- [WRITTEN INSTRUCTION]:
Please rewrite the material from the line holding "of the black" through the end of the material, both ends included, keeping the requests and shifting every answer coordinate up by 122. Leave the numbers in the requests and their sample formats unchanged.
====================
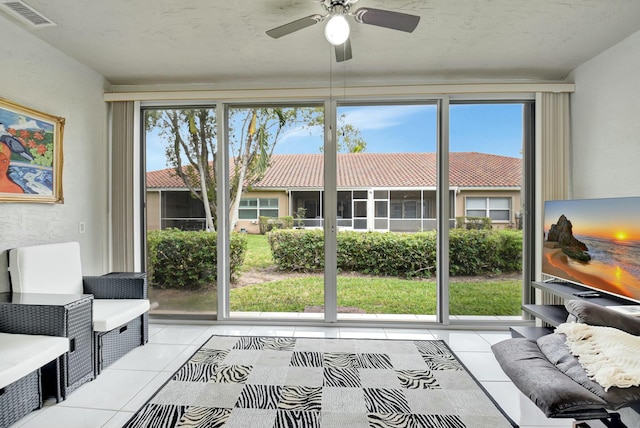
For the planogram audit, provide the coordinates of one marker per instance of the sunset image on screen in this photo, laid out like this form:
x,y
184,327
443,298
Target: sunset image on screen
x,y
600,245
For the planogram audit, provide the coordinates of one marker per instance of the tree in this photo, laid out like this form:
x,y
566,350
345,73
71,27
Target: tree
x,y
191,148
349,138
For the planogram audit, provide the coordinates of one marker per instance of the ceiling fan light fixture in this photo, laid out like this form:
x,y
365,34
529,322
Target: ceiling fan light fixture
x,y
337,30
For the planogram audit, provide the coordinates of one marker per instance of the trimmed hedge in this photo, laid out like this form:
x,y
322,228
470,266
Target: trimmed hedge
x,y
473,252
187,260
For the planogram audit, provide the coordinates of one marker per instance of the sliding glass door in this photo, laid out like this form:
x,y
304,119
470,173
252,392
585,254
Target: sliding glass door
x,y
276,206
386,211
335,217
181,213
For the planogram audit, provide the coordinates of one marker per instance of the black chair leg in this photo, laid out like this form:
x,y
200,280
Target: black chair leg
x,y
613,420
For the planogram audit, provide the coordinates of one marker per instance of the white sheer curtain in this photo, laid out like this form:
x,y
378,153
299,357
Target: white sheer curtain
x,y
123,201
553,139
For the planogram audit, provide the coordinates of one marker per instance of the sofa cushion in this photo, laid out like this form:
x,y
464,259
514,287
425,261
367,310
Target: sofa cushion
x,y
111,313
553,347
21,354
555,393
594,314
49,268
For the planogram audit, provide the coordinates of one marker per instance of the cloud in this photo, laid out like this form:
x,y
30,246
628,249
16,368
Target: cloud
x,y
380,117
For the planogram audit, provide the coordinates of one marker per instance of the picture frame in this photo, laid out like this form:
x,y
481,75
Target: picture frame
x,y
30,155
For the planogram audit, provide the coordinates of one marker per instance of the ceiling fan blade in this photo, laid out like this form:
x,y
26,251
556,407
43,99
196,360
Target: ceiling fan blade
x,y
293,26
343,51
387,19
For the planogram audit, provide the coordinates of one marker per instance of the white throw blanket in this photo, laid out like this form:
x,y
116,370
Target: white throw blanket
====================
- [RESULT OF THE EXERCISE]:
For the planogram audit, provide the coordinates of one marker per instance of the black chair leg in this photo, laid out like this form:
x,y
200,280
Target: black chair leg
x,y
735,542
For the planogram audit, provide the coordinates of one marker per instance of the white sheer curtain in this photo, laid out like this form:
x,y
378,153
299,357
Target: white sheer curtain
x,y
245,323
675,261
For the planogram audit, provide the coordinates of one marker per instance of the sofa cushion in this photo, laid out like this form:
x,y
464,259
514,287
425,261
367,310
Target: sofa cushion
x,y
233,435
675,469
143,476
677,515
716,436
171,390
For the planogram audit, provide the coordinates of one marker per instance of the cloud in this photo, laid out like this form:
x,y
30,246
628,249
16,368
Target: cloud
x,y
502,239
For the planogram audit, provide the coordinates of one marker per instance of the picture frame in this photo, laid out like this form:
x,y
481,75
Target: picture frame
x,y
152,277
For the planogram audit, provide the coordinates of one marker per instance of the ceiling fan blade in this photo, laid out like this form:
x,y
26,251
556,407
43,99
196,360
Target: ceiling fan blade
x,y
415,148
465,173
509,141
For the planogram audit, provide the coordinates of one marker per instance of the white throw blanket in this photo, laid out like this form:
x,y
116,370
Target: white throw blanket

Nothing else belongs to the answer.